This vignette describes how to benchmark **CDMConnector::generateCohortSet** (old,
CIRCE-based) against **atlasCohortGenerator::generateCohortSet2** (new, DAG-optimized
batch) across multiple database platforms. The benchmarking script:

1. Runs both methods on each database with the same cohort set.
2. Records **overall time** for each method and writes results to a CSV.
3. **Confirms that the two cohort tables have identical rows** (order ignored) and
   writes per-database and per-cohort equivalence results to a second CSV.

Supported platforms include **PostgreSQL**, **Redshift**, **Snowflake**, **Spark**,
and **SQL Server**. You provide a named list of CDM reference objects; the script
handles timing, comparison, and CSV output.

## Performance improvements with the new approach

The new approach (`generateCohortSet2`) uses a **DAG-based batch optimizer** that:

- **Shares vocabulary expansion**: Concept set expansion and codeset building are
  done once and reused across all cohorts, instead of once per cohort.

Data shown
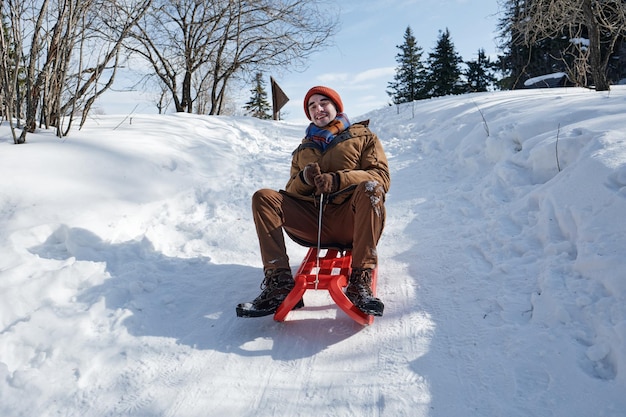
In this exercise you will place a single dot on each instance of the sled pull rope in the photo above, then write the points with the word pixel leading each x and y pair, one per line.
pixel 319 242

Written exercise
According to the benchmarking vignette, which database platforms are supported?

Solved problem
PostgreSQL, Redshift, Snowflake, Spark, and SQL Server.